Source records below:

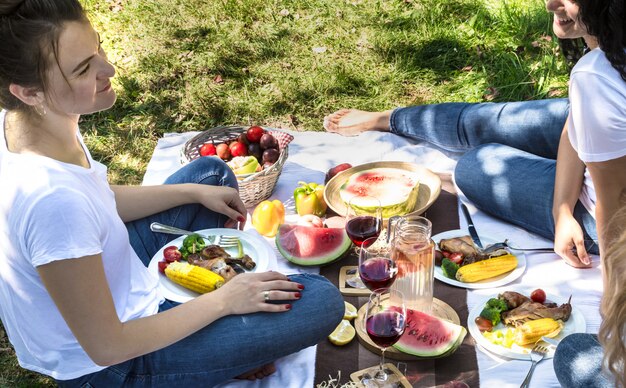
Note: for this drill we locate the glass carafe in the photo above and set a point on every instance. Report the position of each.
(414, 252)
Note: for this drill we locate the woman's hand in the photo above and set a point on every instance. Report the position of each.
(569, 242)
(246, 293)
(224, 200)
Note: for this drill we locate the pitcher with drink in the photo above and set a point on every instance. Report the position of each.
(414, 253)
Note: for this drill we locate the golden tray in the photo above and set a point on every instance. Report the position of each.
(429, 186)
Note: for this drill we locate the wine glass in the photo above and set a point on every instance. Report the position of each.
(363, 221)
(377, 269)
(385, 321)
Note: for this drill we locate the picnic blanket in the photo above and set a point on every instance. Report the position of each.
(311, 154)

End of Source records.

▶ _Task objective_:
Include both ends. Return the line holding "Note: for this drill we locate the pitcher" and all lines after it in the records above, exactly as written.

▶ _Task answer_:
Note: for this drill we locate the pitcher with drink in the photo above and set a point on every instance. Report the position of each.
(414, 253)
Note: for this drill we locate the golden tray in the photo above and set a point on every instance. Report the position of each.
(429, 186)
Note: for this drill we locate the wine glass in the photo above and set a point on every instance. Report the position of each.
(363, 221)
(377, 269)
(385, 321)
Note: for this drill we locate the picnic blanket in the photo above and set a point on every instance. Report the position of each.
(311, 154)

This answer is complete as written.